Exercise aim: Examine the material below and count the lines that hold the word "person". Report only the number.
_ _ _ _ _ _ _
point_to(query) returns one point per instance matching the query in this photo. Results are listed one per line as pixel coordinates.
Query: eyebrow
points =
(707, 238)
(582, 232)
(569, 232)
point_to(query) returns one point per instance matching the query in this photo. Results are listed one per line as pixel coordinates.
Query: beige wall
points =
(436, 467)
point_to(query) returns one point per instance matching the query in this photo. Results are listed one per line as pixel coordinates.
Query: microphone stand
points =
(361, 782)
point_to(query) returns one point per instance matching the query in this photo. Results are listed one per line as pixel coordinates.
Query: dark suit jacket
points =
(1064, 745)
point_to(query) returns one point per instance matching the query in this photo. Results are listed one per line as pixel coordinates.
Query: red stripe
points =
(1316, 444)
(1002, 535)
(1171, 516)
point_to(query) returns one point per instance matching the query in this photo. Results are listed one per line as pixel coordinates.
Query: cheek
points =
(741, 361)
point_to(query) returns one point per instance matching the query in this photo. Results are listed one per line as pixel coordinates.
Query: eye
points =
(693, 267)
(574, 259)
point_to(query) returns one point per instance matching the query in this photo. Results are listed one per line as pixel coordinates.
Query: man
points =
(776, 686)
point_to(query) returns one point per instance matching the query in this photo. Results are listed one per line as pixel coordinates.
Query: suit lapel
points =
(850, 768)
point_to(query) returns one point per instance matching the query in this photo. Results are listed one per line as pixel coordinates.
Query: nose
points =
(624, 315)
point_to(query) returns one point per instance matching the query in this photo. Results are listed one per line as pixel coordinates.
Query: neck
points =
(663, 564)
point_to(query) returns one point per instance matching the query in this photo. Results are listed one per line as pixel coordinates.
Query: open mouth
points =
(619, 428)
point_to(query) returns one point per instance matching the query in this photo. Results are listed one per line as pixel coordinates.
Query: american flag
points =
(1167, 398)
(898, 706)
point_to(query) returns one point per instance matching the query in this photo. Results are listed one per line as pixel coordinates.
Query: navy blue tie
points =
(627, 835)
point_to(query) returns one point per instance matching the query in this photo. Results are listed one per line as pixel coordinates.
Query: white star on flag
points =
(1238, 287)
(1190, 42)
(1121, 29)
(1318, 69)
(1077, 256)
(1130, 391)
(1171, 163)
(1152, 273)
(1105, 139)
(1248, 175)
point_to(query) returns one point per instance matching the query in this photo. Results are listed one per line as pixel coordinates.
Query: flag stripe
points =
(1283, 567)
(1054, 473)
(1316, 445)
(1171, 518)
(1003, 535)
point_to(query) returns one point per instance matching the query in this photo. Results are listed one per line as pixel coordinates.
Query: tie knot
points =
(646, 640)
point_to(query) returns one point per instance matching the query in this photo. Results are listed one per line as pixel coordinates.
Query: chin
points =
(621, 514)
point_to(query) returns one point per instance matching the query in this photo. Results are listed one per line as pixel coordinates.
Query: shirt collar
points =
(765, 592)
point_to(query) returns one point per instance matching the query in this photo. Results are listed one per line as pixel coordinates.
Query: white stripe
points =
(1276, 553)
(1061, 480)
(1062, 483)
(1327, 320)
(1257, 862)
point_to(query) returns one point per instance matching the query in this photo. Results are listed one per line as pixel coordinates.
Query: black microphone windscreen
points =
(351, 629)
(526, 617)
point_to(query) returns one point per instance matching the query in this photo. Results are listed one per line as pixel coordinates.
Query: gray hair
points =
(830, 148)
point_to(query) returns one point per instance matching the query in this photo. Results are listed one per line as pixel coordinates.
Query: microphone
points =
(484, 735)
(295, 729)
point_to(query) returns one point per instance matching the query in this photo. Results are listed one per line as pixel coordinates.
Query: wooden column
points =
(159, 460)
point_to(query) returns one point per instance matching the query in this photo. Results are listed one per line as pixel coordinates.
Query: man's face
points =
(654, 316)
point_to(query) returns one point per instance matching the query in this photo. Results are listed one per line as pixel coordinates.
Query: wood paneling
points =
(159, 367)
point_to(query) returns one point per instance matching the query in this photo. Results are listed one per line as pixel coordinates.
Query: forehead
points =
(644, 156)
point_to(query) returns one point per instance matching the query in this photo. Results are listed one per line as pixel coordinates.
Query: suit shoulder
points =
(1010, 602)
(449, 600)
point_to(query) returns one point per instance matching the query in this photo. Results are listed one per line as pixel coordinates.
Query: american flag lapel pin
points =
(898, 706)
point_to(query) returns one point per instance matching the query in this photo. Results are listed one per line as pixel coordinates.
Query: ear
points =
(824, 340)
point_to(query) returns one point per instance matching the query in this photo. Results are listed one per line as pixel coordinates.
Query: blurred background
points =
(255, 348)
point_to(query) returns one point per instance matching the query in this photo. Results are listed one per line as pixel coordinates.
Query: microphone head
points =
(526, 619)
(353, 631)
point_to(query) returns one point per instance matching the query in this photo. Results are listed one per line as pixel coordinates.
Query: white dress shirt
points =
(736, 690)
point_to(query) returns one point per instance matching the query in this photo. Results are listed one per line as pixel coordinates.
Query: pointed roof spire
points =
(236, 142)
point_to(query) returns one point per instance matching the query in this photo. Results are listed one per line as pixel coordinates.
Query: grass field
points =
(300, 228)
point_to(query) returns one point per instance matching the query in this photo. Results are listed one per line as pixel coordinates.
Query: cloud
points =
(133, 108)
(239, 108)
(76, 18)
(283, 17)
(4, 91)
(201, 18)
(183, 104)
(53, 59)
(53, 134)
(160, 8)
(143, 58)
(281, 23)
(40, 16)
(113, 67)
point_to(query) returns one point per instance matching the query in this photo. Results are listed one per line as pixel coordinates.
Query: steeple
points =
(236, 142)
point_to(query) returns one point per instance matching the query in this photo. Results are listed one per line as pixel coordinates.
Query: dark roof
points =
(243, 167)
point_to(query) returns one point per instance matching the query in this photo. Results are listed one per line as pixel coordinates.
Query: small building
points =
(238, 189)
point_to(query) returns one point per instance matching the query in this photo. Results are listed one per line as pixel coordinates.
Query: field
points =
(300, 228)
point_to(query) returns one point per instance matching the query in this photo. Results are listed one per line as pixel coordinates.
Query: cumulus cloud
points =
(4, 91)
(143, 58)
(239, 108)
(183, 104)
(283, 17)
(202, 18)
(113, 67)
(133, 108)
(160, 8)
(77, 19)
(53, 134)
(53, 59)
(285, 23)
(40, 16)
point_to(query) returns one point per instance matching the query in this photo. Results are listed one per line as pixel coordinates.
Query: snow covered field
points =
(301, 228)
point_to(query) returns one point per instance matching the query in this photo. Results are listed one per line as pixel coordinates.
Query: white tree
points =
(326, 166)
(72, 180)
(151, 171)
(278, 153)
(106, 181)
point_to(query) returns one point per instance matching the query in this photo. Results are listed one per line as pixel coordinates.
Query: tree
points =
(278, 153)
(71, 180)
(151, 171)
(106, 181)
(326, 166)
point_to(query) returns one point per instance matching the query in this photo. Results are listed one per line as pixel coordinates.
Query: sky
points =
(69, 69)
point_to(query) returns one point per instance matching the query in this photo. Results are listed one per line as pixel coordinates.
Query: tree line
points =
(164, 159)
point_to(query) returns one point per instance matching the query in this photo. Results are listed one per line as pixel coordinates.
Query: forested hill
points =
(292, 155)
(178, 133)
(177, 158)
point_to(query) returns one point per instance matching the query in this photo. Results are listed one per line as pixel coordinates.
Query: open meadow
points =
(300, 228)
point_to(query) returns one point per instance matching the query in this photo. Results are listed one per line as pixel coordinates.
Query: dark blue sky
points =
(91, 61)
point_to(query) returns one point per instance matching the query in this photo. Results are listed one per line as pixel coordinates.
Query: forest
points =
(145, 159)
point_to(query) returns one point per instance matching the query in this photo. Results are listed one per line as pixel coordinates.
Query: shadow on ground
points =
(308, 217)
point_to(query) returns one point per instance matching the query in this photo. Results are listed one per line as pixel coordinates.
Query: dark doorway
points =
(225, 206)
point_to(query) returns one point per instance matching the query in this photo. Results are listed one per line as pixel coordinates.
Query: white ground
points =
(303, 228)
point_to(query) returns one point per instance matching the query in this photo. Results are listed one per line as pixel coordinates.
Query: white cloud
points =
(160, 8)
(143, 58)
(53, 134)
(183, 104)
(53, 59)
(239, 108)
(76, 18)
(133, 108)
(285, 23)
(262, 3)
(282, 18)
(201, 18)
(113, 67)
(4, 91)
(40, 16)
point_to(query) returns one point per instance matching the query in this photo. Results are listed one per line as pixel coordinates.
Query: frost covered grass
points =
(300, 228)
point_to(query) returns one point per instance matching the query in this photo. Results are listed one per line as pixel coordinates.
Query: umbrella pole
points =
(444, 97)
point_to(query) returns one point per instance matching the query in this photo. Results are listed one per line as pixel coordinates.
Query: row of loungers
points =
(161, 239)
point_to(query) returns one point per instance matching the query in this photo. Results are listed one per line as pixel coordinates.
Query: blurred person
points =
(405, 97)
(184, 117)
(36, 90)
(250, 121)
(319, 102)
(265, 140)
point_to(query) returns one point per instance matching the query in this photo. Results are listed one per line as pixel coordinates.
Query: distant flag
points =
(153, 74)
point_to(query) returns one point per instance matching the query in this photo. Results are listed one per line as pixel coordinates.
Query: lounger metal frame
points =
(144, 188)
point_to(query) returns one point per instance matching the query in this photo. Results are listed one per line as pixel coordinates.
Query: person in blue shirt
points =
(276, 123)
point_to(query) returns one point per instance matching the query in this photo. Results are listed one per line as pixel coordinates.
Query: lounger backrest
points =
_ _ _ _ _ _ _
Response below: 2